ACTION ITEM —
What lines of the data below hold the string "tree"? Copy each one.
--- START ---
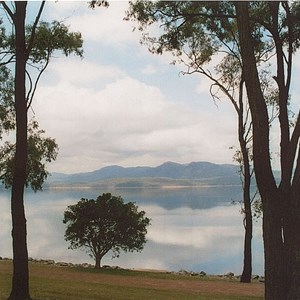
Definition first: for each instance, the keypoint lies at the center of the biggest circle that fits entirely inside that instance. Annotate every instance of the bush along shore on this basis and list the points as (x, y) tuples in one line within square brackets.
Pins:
[(182, 272)]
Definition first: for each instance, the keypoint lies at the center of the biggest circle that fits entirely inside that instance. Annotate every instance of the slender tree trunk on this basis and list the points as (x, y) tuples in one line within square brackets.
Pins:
[(247, 266), (276, 272), (20, 282), (98, 259)]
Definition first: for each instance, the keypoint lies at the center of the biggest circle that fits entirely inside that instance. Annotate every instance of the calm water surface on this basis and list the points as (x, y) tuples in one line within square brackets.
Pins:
[(192, 229)]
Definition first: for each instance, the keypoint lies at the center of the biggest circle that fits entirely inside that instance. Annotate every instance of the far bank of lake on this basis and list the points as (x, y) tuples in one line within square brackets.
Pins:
[(192, 228)]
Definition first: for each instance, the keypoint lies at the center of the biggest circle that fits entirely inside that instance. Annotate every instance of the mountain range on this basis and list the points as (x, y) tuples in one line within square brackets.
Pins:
[(168, 174)]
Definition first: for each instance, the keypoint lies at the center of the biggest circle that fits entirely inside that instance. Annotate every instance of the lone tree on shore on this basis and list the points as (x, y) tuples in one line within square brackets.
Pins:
[(105, 224)]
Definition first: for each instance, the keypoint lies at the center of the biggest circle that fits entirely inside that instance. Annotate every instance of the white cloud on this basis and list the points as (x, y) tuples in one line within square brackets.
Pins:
[(121, 118), (149, 70)]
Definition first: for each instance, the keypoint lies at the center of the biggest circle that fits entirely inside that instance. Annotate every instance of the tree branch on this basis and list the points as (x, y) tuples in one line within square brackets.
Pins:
[(31, 40)]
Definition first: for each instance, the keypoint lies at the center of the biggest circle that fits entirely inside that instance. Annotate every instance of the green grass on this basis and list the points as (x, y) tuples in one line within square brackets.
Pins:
[(52, 283)]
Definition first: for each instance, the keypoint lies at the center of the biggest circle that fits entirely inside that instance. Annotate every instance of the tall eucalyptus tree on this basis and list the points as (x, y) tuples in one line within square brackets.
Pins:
[(253, 33), (28, 45)]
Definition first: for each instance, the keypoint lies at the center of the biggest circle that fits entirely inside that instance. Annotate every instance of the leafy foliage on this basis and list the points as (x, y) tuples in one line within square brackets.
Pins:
[(40, 151), (105, 224)]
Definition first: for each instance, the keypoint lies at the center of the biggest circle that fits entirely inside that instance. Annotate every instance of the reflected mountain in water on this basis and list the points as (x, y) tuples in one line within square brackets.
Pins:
[(169, 174)]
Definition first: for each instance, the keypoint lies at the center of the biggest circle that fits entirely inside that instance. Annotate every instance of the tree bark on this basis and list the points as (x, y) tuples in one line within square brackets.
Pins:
[(98, 259), (276, 273), (20, 281), (248, 224)]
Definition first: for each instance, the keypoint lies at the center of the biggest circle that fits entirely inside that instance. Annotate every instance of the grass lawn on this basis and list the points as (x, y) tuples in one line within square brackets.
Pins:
[(69, 283)]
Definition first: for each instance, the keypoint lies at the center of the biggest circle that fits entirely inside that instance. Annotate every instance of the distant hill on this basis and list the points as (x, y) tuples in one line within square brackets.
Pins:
[(167, 174)]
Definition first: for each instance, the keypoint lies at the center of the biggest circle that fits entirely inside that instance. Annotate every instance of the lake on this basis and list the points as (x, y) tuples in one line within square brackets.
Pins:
[(195, 229)]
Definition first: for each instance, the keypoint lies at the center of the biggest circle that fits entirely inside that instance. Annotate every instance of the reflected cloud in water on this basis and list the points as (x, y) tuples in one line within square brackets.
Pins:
[(195, 239)]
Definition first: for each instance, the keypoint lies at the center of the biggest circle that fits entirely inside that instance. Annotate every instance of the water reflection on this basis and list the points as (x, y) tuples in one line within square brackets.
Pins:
[(193, 229)]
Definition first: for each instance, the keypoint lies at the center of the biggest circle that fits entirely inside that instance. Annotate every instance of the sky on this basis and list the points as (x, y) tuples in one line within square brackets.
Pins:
[(122, 105)]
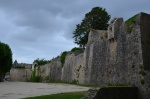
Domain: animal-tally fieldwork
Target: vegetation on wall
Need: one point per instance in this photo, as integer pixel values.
(76, 49)
(63, 57)
(40, 61)
(35, 78)
(97, 18)
(130, 22)
(5, 60)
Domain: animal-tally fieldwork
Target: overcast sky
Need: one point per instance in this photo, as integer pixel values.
(43, 28)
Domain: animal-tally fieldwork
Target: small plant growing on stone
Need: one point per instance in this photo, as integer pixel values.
(74, 81)
(142, 72)
(142, 81)
(141, 66)
(106, 35)
(112, 21)
(133, 65)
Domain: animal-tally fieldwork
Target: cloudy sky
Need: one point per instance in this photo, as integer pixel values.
(43, 28)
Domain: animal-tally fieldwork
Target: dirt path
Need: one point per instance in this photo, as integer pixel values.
(17, 90)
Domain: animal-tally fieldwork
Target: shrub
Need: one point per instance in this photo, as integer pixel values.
(142, 81)
(76, 49)
(63, 57)
(129, 23)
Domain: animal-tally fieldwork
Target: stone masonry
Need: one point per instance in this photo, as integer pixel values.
(112, 56)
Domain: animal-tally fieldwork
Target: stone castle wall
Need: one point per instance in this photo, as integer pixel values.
(112, 56)
(17, 74)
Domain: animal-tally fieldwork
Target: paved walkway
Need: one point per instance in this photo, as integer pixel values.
(17, 90)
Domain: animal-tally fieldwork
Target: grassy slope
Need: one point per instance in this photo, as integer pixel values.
(70, 95)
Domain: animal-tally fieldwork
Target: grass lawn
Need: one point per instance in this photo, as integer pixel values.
(70, 95)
--- END ---
EXERCISE SOLUTION —
Definition first: for each instance, the keypoint lies at the center of the biggest circle that fits entirely inside that instance. Annotate every instance of the slender tree trunk on this basis and list the points as (x, y) tuples in one line within square brackets.
Definition first: for each instance, the keypoint lies at the center of the biggest circle that fits entirely inside that instance. Annotate every instance of the lone tree on shore on this basis and list the points as (x, y) tuples in one line within square brackets.
Definition first: for each instance, the keypoint lies at the center of the biggest circle that fits entirely inside that instance. Annotate every instance of the tree branch on this basis and list the points as (x, y) tuples in one line within square brackets.
Definition first: for each instance, the keypoint lies at the center of the biggest circle that fits entirely inside that instance. Annotate every instance of the tall eucalyptus tree on this basis and list the points as (x, y) tuples in one line within square brackets.
Definition first: for each instance, the keypoint lies at the center of the biggest circle that fits entirely inside that instance. Annotate every instance of the tree bark on this basis and list the points as (x, y) tuples in one line within square brackets.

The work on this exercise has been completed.